__Passage provided__:
....
FINDS Digital Forensics Center of Excellence, FIU

Project 3: Big Data Digital Forensics

Leads: Dr. Reddy (GSU)

Co-Leads: Dr. Iyengar (FIU), Dr. Meghanathan (JSU)

Introduction

Key aspects of digital forensics are use of scientific methods, collection, preservation, validation, identification, analysis, interpretation, and documentation. While a complete fingerprint or face is usually not available at the scene, the crime branch identifies related matches of criminal data through collected images or partial image data. We propose to develop algorithms to identify the closest match of fingerprint data or image data for a given partial image (fingerprint or image). In addition to algorithm development, we use GPU-based programming for real-time matching and ML techniques to automate and expedite the process. Digital Forensic models are scientifically derived and proven to be useful in the preservation, validation, identification, interpretation, documentation and presentation of digital evidence. These methods all work on information derived in facilitating the reconstruction of events from criminal or anticipated unauthorized actions involving disruption to planned operations. Project 3 is designed to preserve evidence in its most original form while performing a structured investigation by collecting, identifying, and validating digital information to reconstruct past events to minimize threats.
....
Swap "Co-Leads" for "Co-Principal Investigators" and give the project page again between "FINDS Digital Forensics" and "Dr. Meghanathan (JSU)", inclusive. The listing after this point is separate from the project page.

__Provided material__:
....
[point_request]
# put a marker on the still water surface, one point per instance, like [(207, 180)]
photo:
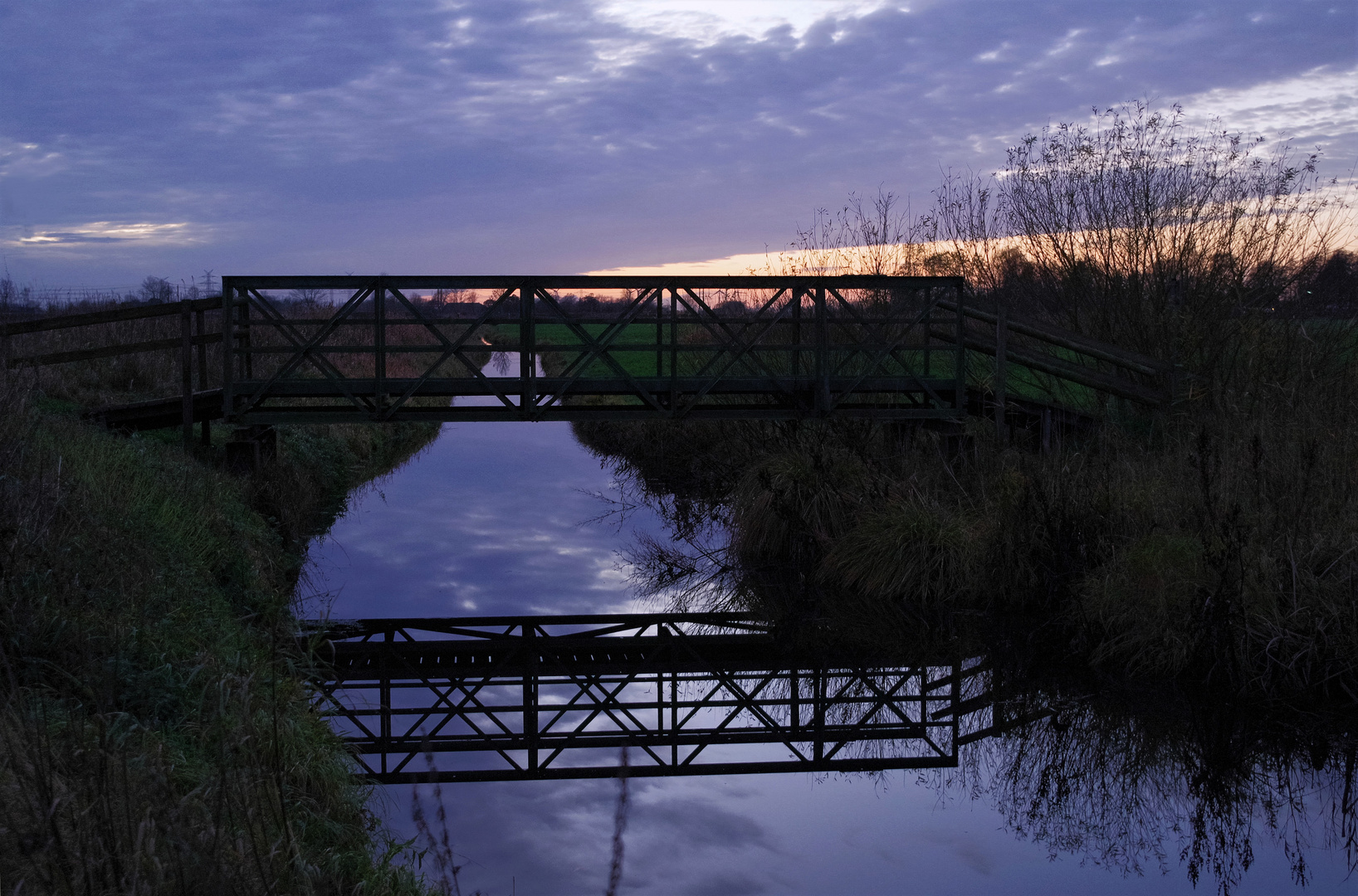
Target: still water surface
....
__Reply to the exercise__:
FINDS Digital Forensics Center of Excellence, FIU

Project 3: Big Data Digital Forensics

Leads: Dr. Reddy (GSU)

Co-Principal Investigators: Dr. Iyengar (FIU), Dr. Meghanathan (JSU)